## START Exercise material

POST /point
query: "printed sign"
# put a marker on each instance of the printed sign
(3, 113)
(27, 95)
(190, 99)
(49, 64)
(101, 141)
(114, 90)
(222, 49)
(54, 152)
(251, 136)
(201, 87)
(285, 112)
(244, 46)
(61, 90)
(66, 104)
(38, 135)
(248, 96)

## END Exercise material

What you should do -> Reproduce the whole listing above line for line, changing nothing.

Final result ->
POST /point
query: "printed sign"
# put a marker on each instance of the printed sign
(3, 113)
(27, 95)
(190, 99)
(49, 64)
(101, 141)
(114, 90)
(222, 49)
(54, 152)
(251, 136)
(201, 87)
(285, 112)
(244, 46)
(61, 90)
(66, 104)
(38, 135)
(248, 96)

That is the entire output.